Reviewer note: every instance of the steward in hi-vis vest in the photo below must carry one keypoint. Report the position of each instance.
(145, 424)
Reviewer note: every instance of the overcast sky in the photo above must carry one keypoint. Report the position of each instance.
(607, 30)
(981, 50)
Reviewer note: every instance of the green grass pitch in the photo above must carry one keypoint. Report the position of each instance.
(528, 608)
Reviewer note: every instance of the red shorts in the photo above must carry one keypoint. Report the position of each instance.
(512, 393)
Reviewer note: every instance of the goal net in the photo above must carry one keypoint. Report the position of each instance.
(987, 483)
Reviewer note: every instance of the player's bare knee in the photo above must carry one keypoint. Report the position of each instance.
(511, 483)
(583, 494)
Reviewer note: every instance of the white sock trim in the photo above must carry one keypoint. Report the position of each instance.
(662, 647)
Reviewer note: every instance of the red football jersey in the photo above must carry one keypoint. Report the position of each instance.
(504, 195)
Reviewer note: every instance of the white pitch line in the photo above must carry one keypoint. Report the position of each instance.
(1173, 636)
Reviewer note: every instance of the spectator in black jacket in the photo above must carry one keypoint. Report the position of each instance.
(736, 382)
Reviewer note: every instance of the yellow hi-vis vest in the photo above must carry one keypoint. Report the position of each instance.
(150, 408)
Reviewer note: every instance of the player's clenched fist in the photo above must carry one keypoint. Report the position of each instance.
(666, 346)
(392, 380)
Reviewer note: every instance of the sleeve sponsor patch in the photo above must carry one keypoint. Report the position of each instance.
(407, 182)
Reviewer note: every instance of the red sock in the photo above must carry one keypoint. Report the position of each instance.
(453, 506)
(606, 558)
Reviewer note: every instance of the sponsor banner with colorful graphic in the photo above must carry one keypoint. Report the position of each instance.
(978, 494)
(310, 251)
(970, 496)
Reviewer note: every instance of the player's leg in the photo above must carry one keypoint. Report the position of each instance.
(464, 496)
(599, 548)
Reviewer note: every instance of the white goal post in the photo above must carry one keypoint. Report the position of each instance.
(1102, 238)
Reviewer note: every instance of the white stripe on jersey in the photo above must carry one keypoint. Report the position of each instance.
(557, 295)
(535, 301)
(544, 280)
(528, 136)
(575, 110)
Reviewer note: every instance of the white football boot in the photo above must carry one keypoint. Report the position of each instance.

The task: Swap every "keypoint" in the material above for "marker", and write out all the lines again with nothing else changed.

Solution for this exercise:
Reviewer note: every instance of the steward in hi-vis vest in the photo below must carry one marker. Report the position of each instance.
(145, 424)
Reviewer note: every instance of the overcast sky in the photo above must carry one marker. Report the position of each instance.
(607, 30)
(981, 50)
Reviewer note: every instance of the green grass pitch in the photo above must carry one marker. Report the position of each instance.
(528, 608)
Reviewer note: every instance of the red shorts in the photo above must carry one marker. Report the position of each instance.
(512, 393)
Reviewer note: every instance of the goal net in the photo above must carry one marker. Report the position of each instance.
(987, 483)
Reviewer note: every instance of the player's bare knee in the photo above must carry one marker. Report the position of each instance.
(511, 483)
(583, 494)
Reviewer note: every instance of the white sock trim in the photo above must carry one marker. Report the position of each instance.
(662, 647)
Reviewer note: every instance of the red football jersey in the photo above must carry one marker. Report the position of each instance.
(504, 195)
Reviewer note: every instance of the white pitch line in the photo above must carry one marker. Report the position of each instance.
(1173, 636)
Reviewer note: every instance of the spectator in black jacket in the photo above must carry one marker. Report the position of each instance.
(736, 382)
Reviewer note: every instance of the yellow hi-vis vest in the photo above must carry one marker. Report the position of each instance.
(150, 408)
Reviewer note: every instance of the player's clenched fist in the photo above must carry one marker. Report the position of each instance.
(666, 346)
(392, 380)
Reviewer note: every instance of the sleeve sponsor patch in the photo above must carry one marker. Report the position of each instance.
(407, 182)
Reviewer note: every instance of the red sock in the photo above must carry one marker. Report the position of each instance.
(453, 506)
(606, 558)
Reviewer note: every instance of the sponsor banner with colorful graphic in the photo above must carry one marker. Report the position of each instance.
(978, 494)
(310, 251)
(970, 496)
Reviewer note: every instance of the player's leg in the photo above must carry one marker. Report the position of each instance.
(464, 496)
(599, 548)
Reviewer note: every instance of the white goal post in the photo above must carry one marker. Report the position of each instance.
(1102, 238)
Reviewer note: every instance of the white stripe on jersey in the photo above must carry one marker. Report the position of each instance.
(557, 295)
(535, 301)
(544, 280)
(528, 136)
(575, 110)
Reviewer note: every instance of the white football boot in the photo above must carry one marker. Report the position of each instance.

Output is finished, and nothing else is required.